→ **How to complete this task**
Every line holding the string "taillight" is to be copied from the entries below.

□ □ □ □ □

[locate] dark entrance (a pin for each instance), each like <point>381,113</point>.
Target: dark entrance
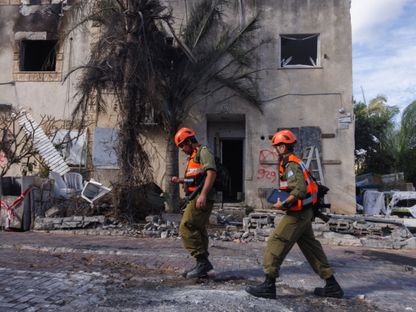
<point>232,159</point>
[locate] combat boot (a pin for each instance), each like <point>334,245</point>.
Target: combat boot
<point>203,267</point>
<point>331,289</point>
<point>185,273</point>
<point>267,289</point>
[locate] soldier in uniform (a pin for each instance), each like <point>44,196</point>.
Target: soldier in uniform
<point>193,227</point>
<point>296,225</point>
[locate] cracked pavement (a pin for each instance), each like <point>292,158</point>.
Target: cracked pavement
<point>66,272</point>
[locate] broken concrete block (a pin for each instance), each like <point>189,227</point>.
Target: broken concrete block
<point>152,219</point>
<point>213,219</point>
<point>52,212</point>
<point>95,219</point>
<point>410,243</point>
<point>377,243</point>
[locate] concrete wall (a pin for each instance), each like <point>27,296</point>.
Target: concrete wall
<point>296,97</point>
<point>293,97</point>
<point>39,92</point>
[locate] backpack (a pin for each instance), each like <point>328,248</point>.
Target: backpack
<point>320,205</point>
<point>223,179</point>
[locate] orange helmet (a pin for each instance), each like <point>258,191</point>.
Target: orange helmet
<point>283,136</point>
<point>182,135</point>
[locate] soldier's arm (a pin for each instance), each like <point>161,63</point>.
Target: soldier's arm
<point>295,181</point>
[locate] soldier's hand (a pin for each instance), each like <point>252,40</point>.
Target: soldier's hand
<point>279,204</point>
<point>201,201</point>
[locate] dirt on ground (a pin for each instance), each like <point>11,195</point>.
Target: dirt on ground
<point>130,286</point>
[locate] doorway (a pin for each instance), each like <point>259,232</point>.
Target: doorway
<point>232,159</point>
<point>226,137</point>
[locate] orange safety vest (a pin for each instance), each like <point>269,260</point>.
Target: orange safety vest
<point>194,174</point>
<point>311,186</point>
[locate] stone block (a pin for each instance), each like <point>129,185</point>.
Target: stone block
<point>152,219</point>
<point>95,219</point>
<point>54,211</point>
<point>377,243</point>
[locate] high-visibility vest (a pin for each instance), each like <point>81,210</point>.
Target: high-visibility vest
<point>194,173</point>
<point>311,186</point>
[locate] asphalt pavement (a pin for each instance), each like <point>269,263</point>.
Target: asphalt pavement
<point>65,272</point>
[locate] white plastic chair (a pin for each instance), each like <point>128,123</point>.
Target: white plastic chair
<point>68,186</point>
<point>94,190</point>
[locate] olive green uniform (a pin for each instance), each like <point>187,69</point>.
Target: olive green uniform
<point>295,227</point>
<point>193,227</point>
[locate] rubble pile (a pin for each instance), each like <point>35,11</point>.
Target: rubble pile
<point>340,230</point>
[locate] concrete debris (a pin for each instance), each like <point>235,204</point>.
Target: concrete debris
<point>73,222</point>
<point>340,230</point>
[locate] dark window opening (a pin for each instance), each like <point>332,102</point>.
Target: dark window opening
<point>406,203</point>
<point>38,55</point>
<point>299,50</point>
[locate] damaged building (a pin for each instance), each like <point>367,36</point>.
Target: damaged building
<point>304,76</point>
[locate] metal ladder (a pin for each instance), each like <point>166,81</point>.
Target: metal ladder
<point>312,162</point>
<point>46,150</point>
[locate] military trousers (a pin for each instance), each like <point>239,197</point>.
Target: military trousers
<point>295,227</point>
<point>193,228</point>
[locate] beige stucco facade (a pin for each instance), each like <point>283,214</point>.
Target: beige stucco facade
<point>318,96</point>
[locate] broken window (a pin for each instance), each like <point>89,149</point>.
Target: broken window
<point>72,146</point>
<point>299,50</point>
<point>38,55</point>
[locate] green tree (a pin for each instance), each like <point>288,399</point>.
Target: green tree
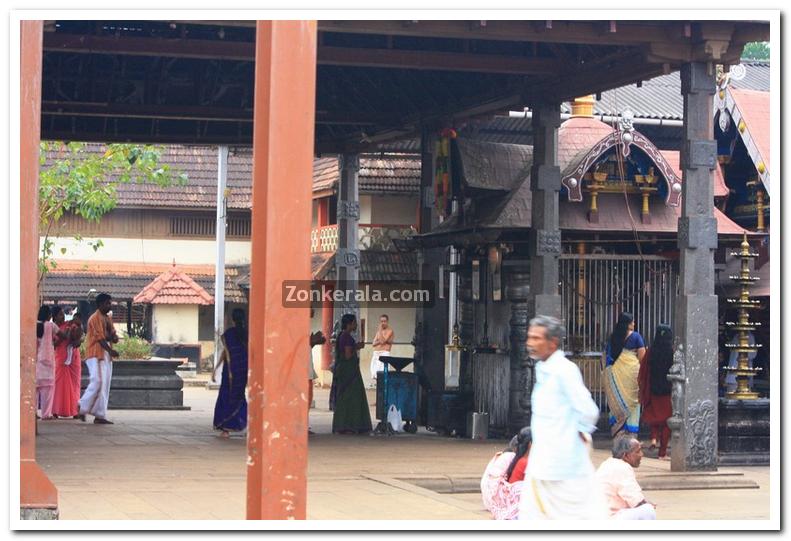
<point>76,179</point>
<point>756,50</point>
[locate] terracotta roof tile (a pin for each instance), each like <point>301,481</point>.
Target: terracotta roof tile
<point>72,280</point>
<point>755,110</point>
<point>173,287</point>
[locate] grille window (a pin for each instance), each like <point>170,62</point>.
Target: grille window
<point>182,226</point>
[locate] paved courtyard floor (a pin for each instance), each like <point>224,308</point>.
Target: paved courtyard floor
<point>171,465</point>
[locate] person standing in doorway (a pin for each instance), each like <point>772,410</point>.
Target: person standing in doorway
<point>624,354</point>
<point>351,415</point>
<point>655,388</point>
<point>99,354</point>
<point>230,410</point>
<point>316,339</point>
<point>559,481</point>
<point>383,343</point>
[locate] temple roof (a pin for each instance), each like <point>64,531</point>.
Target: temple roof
<point>73,279</point>
<point>173,287</point>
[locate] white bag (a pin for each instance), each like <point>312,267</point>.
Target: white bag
<point>394,418</point>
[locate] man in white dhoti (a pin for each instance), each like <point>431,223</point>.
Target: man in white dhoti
<point>560,481</point>
<point>99,353</point>
<point>616,476</point>
<point>382,344</point>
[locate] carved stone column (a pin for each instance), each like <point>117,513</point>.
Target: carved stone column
<point>545,230</point>
<point>695,448</point>
<point>347,256</point>
<point>521,383</point>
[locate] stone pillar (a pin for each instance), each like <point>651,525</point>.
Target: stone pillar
<point>347,256</point>
<point>521,383</point>
<point>545,231</point>
<point>695,447</point>
<point>430,321</point>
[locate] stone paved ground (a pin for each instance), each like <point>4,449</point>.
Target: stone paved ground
<point>171,465</point>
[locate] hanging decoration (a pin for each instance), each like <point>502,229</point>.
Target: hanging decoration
<point>442,172</point>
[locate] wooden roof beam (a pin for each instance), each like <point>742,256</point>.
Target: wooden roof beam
<point>178,48</point>
<point>588,32</point>
<point>213,114</point>
<point>434,60</point>
<point>334,56</point>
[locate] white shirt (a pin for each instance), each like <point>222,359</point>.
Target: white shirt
<point>562,407</point>
<point>619,484</point>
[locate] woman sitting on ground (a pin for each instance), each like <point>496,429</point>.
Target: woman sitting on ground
<point>501,484</point>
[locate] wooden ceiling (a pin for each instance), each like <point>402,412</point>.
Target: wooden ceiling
<point>377,81</point>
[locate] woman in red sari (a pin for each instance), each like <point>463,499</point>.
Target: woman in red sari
<point>68,369</point>
<point>655,388</point>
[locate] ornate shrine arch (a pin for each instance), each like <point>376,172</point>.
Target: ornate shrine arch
<point>572,180</point>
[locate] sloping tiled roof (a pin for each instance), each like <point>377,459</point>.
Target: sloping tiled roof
<point>394,173</point>
<point>493,166</point>
<point>377,266</point>
<point>661,97</point>
<point>325,173</point>
<point>199,163</point>
<point>658,98</point>
<point>173,287</point>
<point>754,107</point>
<point>72,280</point>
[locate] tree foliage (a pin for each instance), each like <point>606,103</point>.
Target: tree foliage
<point>756,50</point>
<point>82,180</point>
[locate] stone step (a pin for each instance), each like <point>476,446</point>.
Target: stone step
<point>648,482</point>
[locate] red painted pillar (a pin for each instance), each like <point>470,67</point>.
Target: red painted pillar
<point>36,490</point>
<point>285,95</point>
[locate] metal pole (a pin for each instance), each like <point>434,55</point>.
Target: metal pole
<point>219,270</point>
<point>454,259</point>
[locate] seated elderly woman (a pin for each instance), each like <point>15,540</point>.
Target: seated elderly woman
<point>501,484</point>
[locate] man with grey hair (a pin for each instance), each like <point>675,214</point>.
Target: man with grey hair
<point>559,481</point>
<point>616,476</point>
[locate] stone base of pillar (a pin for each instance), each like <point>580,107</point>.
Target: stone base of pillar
<point>31,513</point>
<point>743,432</point>
<point>545,305</point>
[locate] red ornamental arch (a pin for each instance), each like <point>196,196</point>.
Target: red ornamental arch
<point>573,179</point>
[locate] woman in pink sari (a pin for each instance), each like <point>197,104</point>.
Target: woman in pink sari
<point>501,497</point>
<point>68,367</point>
<point>46,332</point>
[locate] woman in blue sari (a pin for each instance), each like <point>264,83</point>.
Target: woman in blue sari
<point>624,353</point>
<point>230,411</point>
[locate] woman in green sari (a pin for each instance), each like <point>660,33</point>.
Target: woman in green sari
<point>351,413</point>
<point>624,353</point>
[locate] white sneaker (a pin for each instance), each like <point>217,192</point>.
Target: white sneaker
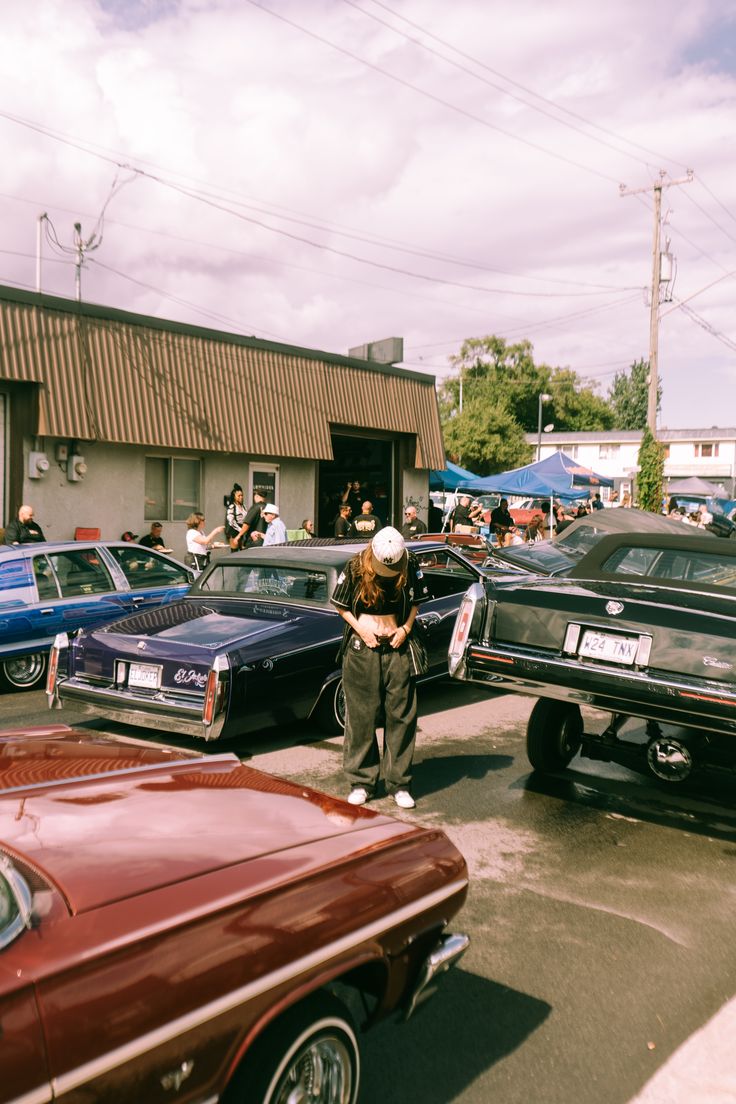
<point>404,799</point>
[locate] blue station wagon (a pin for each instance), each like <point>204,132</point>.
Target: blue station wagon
<point>55,587</point>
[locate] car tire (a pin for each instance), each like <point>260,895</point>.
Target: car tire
<point>316,1039</point>
<point>331,709</point>
<point>554,734</point>
<point>23,672</point>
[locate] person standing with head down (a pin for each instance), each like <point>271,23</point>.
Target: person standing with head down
<point>377,596</point>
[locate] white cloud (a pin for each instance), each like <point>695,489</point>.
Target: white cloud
<point>228,101</point>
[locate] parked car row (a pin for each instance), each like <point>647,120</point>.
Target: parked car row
<point>62,586</point>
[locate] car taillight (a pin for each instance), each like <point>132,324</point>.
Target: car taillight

□ □ □ □ □

→ **Problem solution**
[locate] car taillight (a pin for each instance), each like <point>132,324</point>.
Target: car taillight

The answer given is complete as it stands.